## Exercise aim
Every line from the one containing "Exercise. Pick out the white apartment" to the final line of the material below must be reproduced exactly; leave out all other lines.

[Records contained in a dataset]
+ + +
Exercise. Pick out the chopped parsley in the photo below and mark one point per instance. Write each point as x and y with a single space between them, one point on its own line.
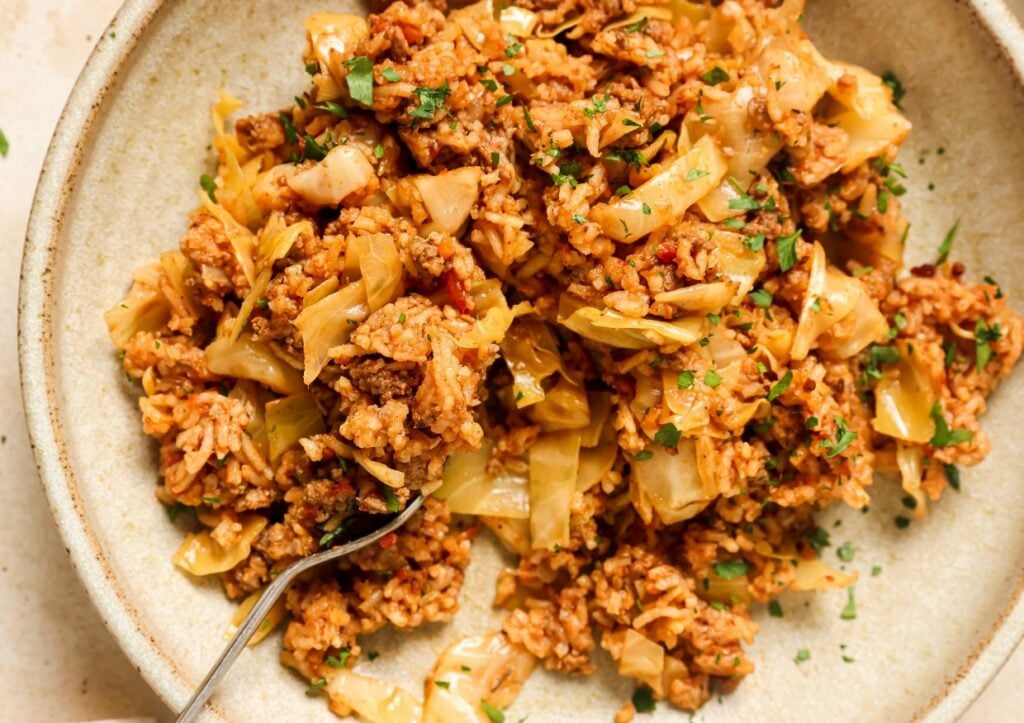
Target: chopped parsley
780 386
951 473
643 699
209 185
947 243
761 298
715 76
850 611
340 661
844 437
668 435
786 249
983 334
846 552
360 80
431 100
944 436
730 569
495 715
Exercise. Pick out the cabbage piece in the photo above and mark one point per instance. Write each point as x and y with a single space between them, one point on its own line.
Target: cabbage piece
699 297
246 358
381 269
530 352
272 619
666 197
332 38
517 20
479 668
379 470
749 151
344 170
494 316
290 419
623 332
642 660
903 398
449 197
909 460
554 464
829 297
201 554
373 699
468 487
143 309
673 482
563 407
330 323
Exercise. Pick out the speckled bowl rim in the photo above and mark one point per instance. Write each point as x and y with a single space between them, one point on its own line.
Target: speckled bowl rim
35 353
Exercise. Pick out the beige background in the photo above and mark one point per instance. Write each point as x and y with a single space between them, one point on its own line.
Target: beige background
57 663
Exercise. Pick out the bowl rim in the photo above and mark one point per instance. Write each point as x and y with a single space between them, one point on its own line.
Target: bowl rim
119 613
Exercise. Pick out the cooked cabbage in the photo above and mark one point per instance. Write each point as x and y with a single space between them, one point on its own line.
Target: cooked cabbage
344 170
665 198
330 323
470 490
479 668
373 699
554 464
609 327
673 482
143 309
903 398
290 419
246 358
272 619
201 554
449 197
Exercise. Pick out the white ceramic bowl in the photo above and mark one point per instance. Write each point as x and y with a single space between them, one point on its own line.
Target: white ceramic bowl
120 178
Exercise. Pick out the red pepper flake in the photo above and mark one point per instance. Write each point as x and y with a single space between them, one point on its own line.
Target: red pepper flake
667 252
457 292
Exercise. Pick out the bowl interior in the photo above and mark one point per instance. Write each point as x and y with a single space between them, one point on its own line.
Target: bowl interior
944 583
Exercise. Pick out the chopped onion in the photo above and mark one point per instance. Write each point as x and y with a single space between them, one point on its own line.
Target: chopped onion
829 297
290 419
373 699
563 407
345 169
616 330
379 470
330 323
673 482
449 197
904 397
479 668
246 358
272 619
665 198
201 554
554 464
468 487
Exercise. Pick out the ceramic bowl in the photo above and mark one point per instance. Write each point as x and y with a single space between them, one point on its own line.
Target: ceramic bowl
121 175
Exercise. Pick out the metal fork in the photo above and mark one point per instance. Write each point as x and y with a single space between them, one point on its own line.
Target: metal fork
266 600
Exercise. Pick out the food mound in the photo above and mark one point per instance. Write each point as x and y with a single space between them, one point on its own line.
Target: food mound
621 283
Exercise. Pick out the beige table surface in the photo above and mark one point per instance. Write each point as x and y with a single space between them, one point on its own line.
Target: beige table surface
57 663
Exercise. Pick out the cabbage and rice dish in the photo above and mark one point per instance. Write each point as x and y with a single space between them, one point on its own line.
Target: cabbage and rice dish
620 283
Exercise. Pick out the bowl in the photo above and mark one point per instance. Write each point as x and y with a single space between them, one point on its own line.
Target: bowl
119 180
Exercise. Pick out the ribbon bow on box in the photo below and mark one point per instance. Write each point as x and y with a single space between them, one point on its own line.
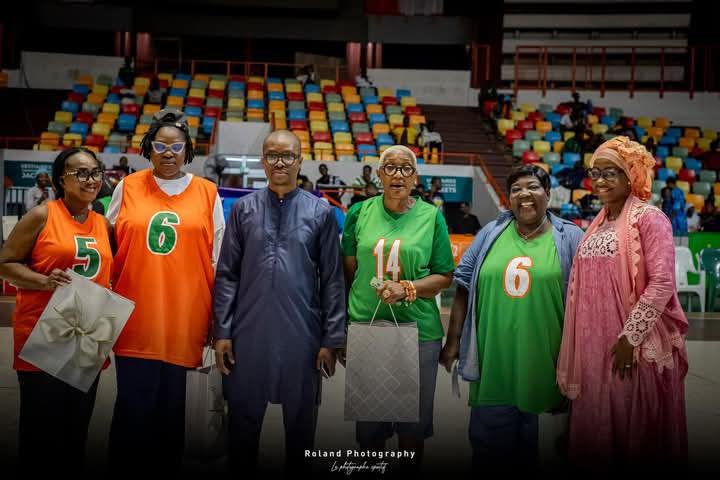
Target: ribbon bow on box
93 336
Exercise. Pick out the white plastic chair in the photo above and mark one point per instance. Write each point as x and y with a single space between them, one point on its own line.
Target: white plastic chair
684 265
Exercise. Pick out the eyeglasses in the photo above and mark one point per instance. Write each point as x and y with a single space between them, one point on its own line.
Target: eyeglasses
608 174
287 159
405 170
84 175
162 147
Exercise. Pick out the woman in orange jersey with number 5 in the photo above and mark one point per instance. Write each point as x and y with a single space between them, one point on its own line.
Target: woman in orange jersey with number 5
50 238
168 229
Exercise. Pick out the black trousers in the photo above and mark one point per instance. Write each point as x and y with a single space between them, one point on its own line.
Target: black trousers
54 420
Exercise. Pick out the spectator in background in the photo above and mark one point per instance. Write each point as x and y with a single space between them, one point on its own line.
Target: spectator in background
467 223
330 182
123 166
693 219
406 135
40 193
155 94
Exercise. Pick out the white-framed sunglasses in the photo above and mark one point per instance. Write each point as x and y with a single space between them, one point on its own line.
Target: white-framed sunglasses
162 147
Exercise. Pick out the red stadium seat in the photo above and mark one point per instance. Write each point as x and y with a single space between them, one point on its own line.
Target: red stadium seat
298 125
316 107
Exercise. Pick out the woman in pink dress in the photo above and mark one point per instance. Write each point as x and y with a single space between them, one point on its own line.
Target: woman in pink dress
623 360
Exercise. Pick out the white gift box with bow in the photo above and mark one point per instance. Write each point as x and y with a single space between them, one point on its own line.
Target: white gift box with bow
76 332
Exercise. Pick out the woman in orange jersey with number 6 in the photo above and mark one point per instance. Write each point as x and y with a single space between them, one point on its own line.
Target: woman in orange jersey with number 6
50 238
506 322
168 228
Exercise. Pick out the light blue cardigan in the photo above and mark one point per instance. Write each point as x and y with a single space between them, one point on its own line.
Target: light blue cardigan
566 236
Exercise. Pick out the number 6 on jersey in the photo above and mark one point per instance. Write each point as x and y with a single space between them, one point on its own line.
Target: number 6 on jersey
393 263
517 278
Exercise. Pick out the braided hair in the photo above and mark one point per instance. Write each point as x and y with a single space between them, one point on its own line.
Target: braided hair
167 118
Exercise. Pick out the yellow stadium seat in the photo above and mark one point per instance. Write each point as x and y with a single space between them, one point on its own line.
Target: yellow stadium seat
644 122
380 128
72 140
704 143
408 102
96 98
673 163
318 126
101 129
150 109
543 127
276 104
541 147
197 92
698 201
107 119
348 90
687 142
314 97
255 95
216 85
578 194
49 138
544 166
662 122
144 81
692 133
396 120
63 117
315 115
111 108
505 124
599 128
342 137
655 132
101 89
174 101
255 114
86 79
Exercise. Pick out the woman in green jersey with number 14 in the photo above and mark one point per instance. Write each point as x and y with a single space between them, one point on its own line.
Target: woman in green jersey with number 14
405 244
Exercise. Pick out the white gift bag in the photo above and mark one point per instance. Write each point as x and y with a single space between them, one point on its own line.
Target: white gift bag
76 332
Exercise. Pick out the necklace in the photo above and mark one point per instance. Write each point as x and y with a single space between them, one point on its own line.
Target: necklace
526 237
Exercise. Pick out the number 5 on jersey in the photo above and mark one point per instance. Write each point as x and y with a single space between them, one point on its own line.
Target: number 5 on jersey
162 236
393 263
517 277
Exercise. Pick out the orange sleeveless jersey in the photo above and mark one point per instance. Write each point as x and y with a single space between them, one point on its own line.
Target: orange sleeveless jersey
164 264
63 243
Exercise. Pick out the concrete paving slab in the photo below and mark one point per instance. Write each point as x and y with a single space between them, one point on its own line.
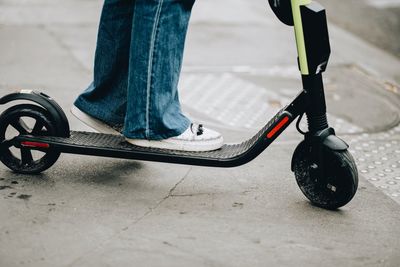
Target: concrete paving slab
88 211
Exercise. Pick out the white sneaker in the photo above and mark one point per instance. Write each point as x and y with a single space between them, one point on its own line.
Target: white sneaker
196 138
94 123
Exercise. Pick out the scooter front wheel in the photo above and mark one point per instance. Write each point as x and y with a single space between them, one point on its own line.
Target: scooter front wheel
26 119
331 185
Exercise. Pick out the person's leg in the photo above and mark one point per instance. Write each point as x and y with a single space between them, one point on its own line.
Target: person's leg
158 35
105 98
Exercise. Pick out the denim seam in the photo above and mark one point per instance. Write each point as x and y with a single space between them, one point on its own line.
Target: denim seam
150 66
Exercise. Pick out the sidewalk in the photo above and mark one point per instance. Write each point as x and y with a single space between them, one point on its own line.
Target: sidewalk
88 211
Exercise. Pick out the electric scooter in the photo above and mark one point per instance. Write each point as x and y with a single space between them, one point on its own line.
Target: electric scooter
324 169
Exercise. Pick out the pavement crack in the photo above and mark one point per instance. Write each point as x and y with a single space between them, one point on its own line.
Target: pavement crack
151 209
159 203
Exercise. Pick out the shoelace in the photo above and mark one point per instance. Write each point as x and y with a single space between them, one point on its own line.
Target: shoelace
197 129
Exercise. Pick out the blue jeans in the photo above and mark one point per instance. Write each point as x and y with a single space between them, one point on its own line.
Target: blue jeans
137 65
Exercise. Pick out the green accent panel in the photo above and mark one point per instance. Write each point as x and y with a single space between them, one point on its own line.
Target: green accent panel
298 28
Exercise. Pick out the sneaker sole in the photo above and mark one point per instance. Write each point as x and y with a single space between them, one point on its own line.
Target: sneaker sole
93 123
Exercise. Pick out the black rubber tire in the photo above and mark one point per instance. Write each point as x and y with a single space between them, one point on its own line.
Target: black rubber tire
340 181
12 115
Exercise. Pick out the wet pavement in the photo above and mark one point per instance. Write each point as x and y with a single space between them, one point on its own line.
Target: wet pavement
240 68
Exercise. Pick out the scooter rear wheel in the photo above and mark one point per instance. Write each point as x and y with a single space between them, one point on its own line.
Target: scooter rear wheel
331 187
26 119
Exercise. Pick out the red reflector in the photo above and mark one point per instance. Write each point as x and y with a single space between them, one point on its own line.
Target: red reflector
278 127
34 144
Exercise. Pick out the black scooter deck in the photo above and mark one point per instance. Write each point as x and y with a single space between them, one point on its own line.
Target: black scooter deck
97 144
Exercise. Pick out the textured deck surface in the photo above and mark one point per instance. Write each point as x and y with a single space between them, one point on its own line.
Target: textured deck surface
118 143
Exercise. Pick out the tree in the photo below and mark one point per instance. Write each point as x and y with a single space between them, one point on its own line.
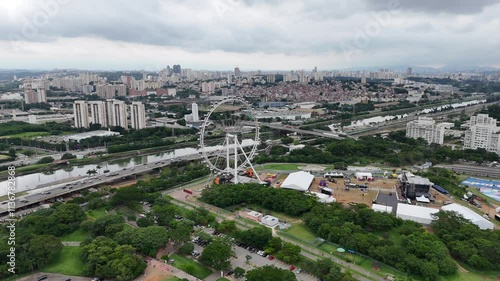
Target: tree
286 140
12 153
270 273
226 226
217 255
239 272
181 122
290 253
257 237
186 249
181 232
67 156
105 258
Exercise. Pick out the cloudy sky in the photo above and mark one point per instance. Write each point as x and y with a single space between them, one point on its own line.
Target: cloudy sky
251 34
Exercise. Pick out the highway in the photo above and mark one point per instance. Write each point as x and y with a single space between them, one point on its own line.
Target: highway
67 188
318 133
482 171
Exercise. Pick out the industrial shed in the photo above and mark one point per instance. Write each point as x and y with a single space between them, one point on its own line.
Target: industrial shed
382 208
470 215
300 181
414 213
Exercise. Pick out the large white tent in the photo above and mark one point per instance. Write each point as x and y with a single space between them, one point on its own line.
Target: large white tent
414 213
324 198
382 208
467 213
300 181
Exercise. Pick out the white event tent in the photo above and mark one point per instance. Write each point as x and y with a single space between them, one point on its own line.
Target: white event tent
300 181
414 213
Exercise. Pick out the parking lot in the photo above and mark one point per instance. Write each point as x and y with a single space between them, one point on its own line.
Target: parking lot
256 260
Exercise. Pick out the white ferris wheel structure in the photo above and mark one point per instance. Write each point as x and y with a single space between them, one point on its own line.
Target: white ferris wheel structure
233 154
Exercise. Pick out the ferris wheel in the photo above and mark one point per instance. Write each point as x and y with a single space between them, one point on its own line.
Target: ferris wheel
229 137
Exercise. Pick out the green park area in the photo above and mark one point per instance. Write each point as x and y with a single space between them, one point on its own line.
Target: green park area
190 266
77 235
68 262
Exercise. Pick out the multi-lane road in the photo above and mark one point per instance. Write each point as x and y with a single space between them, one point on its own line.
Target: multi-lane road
78 184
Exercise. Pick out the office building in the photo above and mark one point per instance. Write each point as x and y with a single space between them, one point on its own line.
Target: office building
81 114
482 133
427 129
194 109
137 116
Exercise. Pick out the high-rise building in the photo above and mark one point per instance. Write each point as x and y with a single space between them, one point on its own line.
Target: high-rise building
271 78
194 109
177 69
81 114
483 133
98 113
38 96
119 114
137 116
427 129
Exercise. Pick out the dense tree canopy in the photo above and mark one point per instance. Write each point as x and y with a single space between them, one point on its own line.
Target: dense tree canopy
280 200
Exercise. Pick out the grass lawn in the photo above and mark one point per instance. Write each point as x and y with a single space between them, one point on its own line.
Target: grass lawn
77 235
68 262
282 167
190 266
172 278
95 214
302 232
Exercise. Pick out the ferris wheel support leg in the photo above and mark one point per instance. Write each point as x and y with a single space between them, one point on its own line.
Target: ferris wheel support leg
250 163
235 159
228 166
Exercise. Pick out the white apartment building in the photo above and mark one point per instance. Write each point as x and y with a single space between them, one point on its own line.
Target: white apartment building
427 129
194 109
38 96
119 114
81 114
483 133
137 116
99 113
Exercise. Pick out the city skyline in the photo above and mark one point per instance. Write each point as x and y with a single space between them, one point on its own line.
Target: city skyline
250 34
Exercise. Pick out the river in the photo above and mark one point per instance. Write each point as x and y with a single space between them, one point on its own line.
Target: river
32 181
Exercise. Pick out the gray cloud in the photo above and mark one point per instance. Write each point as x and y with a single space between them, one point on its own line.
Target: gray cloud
423 31
434 6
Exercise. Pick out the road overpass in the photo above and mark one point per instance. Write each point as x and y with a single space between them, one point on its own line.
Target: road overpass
71 187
+ + +
## Exercise output
Exercise. Pick out the white apartment building in the photo above and mark one point per instance. Write each point as x and y with a single space between them, one point on its own line.
Target: white apartment building
427 129
194 109
38 96
119 114
81 114
483 133
137 116
99 113
Exercise. Pick out the city skyline in the photo above and mark one point per instance. Write each point as x and y with a single space between them, one point on its own line.
Target: city skyline
250 34
Exercise. Pick out the river in the photo above and mark one point per instance. Write each point as x and y with a single space between them, one point on its own line.
Target: river
32 181
Exercise. Pick out the gray cloud in the photo above and mark one point per instance. Write each point as x and y with a single space between them, one point on its own line.
Target: gray cloud
423 31
434 6
Exercise. Pick out the road overpass in the photo above and mark one point per instance. Write each point as x and y with a single space between them, one point on its own line.
Target: road overpass
71 187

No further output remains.